» **EXERCISE DESCRIPTION**
Restate the entries below word for word, omitting nothing.

[Data extracted from a collection]
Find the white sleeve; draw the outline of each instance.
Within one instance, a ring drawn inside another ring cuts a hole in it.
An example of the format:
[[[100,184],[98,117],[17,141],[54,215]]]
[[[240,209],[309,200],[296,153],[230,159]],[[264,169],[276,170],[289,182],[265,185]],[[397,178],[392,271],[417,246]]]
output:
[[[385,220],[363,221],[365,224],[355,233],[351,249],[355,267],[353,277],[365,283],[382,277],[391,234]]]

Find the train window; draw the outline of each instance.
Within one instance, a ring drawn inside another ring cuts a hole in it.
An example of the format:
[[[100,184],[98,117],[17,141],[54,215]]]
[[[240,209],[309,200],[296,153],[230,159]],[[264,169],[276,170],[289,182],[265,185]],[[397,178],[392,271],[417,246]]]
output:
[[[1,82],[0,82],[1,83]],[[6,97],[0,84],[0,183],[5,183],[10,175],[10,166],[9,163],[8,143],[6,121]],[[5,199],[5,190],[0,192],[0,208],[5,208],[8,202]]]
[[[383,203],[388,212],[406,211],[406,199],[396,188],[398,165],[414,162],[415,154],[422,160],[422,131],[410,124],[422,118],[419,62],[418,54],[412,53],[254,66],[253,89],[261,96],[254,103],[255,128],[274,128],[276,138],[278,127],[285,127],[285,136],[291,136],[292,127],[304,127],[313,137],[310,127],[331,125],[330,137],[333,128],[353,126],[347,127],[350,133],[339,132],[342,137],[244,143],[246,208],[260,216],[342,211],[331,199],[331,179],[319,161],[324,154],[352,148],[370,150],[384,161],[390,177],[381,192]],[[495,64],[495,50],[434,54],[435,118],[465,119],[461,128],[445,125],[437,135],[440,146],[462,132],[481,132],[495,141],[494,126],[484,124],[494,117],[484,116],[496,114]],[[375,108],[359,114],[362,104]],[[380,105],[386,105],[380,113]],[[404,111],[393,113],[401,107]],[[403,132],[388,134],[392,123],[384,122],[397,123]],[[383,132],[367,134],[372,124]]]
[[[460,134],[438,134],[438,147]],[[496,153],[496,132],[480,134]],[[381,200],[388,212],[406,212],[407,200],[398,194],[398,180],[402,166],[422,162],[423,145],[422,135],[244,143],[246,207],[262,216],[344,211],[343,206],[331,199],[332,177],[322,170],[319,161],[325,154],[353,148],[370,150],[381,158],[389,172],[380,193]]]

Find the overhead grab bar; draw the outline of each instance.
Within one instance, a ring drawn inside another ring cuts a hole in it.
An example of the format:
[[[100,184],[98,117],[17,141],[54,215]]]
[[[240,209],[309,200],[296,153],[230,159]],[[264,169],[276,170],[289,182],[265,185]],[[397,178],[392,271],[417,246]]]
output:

» **CORRECT RESULT**
Find the white sleeve; draw the outline of each instance.
Within one instance, a ring drawn inside another ring cuts a hole in it.
An example of the format:
[[[100,184],[98,117],[17,141],[54,215]]]
[[[240,209],[309,200],[296,153],[230,159]],[[264,169],[276,170],[289,182],[265,185]],[[397,178],[392,271],[417,246]]]
output:
[[[385,220],[363,221],[365,224],[355,233],[351,249],[355,267],[353,277],[365,283],[382,277],[391,234]]]

Find the train window; draw the outline of each instance.
Within one instance, a ring drawn inside another ring cuts a hole in it.
An example of the format:
[[[100,184],[98,117],[17,141],[54,215]]]
[[[240,209],[309,200],[296,153],[230,159]],[[264,169],[276,170],[289,182],[265,185]],[[397,178],[392,271],[417,246]]]
output:
[[[1,82],[0,82],[1,83]],[[6,97],[0,84],[0,183],[5,183],[10,175],[10,166],[9,163],[8,143],[6,121]],[[5,199],[5,190],[0,192],[0,208],[5,208],[8,202]]]
[[[383,203],[388,212],[406,211],[406,199],[396,188],[398,165],[414,162],[415,154],[422,160],[422,131],[410,124],[422,118],[419,62],[418,54],[412,53],[254,66],[253,89],[261,96],[254,103],[255,128],[274,128],[276,138],[278,127],[285,127],[285,136],[291,136],[292,127],[304,127],[313,137],[310,127],[331,125],[330,137],[333,128],[353,126],[347,127],[350,133],[339,132],[342,137],[244,143],[246,208],[260,216],[342,211],[331,199],[331,179],[319,161],[324,154],[352,148],[370,150],[384,161],[390,177],[381,192]],[[495,64],[495,50],[434,54],[435,118],[465,119],[461,128],[445,125],[437,135],[440,146],[462,132],[481,132],[495,141],[494,126],[484,124],[494,117],[484,116],[496,114]],[[375,108],[359,114],[362,104]],[[380,105],[386,105],[380,113]],[[404,111],[393,113],[401,107]],[[403,132],[388,134],[392,123],[384,122],[397,123]],[[383,132],[367,134],[372,124]]]
[[[460,134],[438,134],[438,147]],[[496,153],[496,132],[480,134]],[[381,200],[388,212],[406,212],[407,200],[398,194],[398,180],[402,166],[422,162],[423,145],[422,135],[244,143],[246,207],[262,216],[344,211],[343,206],[331,199],[332,177],[322,170],[319,161],[325,154],[353,148],[370,150],[381,158],[389,172],[380,193]]]

Find the overhead grab bar; draw the outline of each instance.
Within one instance, a ring drawn inside another ring cuts a hole in it.
An example of the format:
[[[100,184],[98,117],[17,141],[54,215]]]
[[[240,209],[309,200],[296,153],[230,159]],[[264,169],[276,170],[289,182],[265,185]],[[397,178],[392,271],[417,246]]]
output:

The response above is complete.